* **EXERCISE**: Put the following lines into a numbered list, leaving out any blank lines.

Object pointing dataset rows
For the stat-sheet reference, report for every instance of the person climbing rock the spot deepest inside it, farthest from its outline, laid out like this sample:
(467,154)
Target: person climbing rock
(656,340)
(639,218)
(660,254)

* **EXPECTED ANSWER**:
1. For the stat-sheet reference, report for every instance of the person climbing rock the spot deepest inside it, farthest from its outline, laid out like this sample:
2. (467,154)
3. Target: person climbing rock
4. (656,340)
5. (639,218)
6. (660,254)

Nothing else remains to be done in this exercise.